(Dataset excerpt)
-=-=-=-=-

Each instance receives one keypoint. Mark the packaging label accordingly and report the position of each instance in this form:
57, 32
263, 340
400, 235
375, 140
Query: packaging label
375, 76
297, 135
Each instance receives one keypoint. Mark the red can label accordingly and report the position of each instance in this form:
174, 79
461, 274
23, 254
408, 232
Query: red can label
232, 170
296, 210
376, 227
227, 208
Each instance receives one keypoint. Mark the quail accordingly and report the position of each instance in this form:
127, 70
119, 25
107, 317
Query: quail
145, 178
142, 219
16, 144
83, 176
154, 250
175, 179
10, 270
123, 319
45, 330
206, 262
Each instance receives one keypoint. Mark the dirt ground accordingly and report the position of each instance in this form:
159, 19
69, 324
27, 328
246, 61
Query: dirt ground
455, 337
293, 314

-=-=-=-=-

_TASK REQUIREMENTS_
Copy the records word for word, starting with the line containing "Each instance receives one keypoint. Mark the red" and continuing through the end of the records.

_THE OUTPUT_
Each instance receives one keypoint. Mark the red can label accordingly and report the position of each instance in this form:
174, 79
461, 274
23, 254
408, 232
Query: red can label
232, 170
296, 210
376, 227
227, 208
Each instance receives one keypoint. Mark the quail accordingly and report the position of each instance in this form:
127, 70
119, 25
107, 317
Query: quail
145, 178
142, 219
16, 144
83, 176
154, 250
175, 179
10, 270
123, 319
45, 330
206, 262
Each instance receives one keypoint. Mark the dirt ground accordingly and report the position of each instance in this form:
159, 19
69, 324
27, 328
246, 61
Query: dirt ground
455, 337
293, 314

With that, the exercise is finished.